**Short exercise:** Carry on the forum thread about teleportation and the twin paradox, starting after its final sentence.

**Passage provided:**
+--

To be honest I cant remember the exact process but it did involve seperated entangeled particles. The process invloved using the seperated entangeled particles to 'replicate' a person in a different place rather than transport matter.

In any case it doesn't matter for my example, just that in theory it was possible to transport a person from one place to another.

Last edited: Jan 27, 2014
5. Jan 27, 2014

### rede96

Im not sure I follow, sorry. To make it simple we could simply have the twins starting in the same frame, then one teleporting on board the spaceship going in any direction, then at some point the twin teleports back to be with his brother. Or we could even have the twin on the Planet teleport to join his brother on the spaceship.

What I am trying to understand is simply the paradox this seems to create as there is no change of direction that is special to either twin. The twin who teleports to the spaceship can say that it was his brother on the planet that speed off in a certain direction and vice vera.

In the normal twin paradox I can understand that one twin will accelerate (Change direction) but in my example, technically there is no change of direction. Just one twin moving instantly from one inertial frame to another.

I guess the only thing I could think of that made sense to me was if one of the twins changes reference frames, even if instantaneously, then it would be that twin that would age less. So the paradox is resolved because one twin changes reference frames and one doesn't.

6. Jan 27, 2014

### WannabeNewton

There's a difference between propagating information and states of systems from one place to another in a way that doesn't violate causality (by means of Lorentz covariant field equations) and instantaneously "beaming" information and states of systems from one place to another. The latter is not allowed by special relativity so you're talking about something that isn't even present in the theory. And certainly quantum entanglement does not imply instantaneous transfer of information. This is another artifact of inaccurate pop-sci storytelling.

+--

**Entries supplied:**
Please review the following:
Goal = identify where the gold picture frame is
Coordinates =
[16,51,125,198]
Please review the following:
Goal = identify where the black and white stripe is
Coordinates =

+--

**Output:**
7. Jan 27, 2014

### JesseM

Hi rede96, the experiment you are thinking of is "quantum teleportation" which could in principle be used to transport any arbitrarily-sized object although in practice this would be extremely difficult for objects larger than a few particles...see the article on the subject here. Quantum teleportation is not really "instantaneous" since it requires a classical message about the result of the measurement on one half the entangled system in order to for the other experimenter to measure the other half of the entangled system in a way that will cause it to replicate the original state of the first half immediately before measurement, and this classical message can't travel faster than light. But I don't think it really matters for your thought-experiment since you aren't talking about teleportation over large distances, just teleporting from a ship moving in one direction to a second ship moving in the other, with the two ships being potentially arbitrarily close together when they pass, so the time for a light signal to pass from one to the other could be made arbitrarily short--is that correct?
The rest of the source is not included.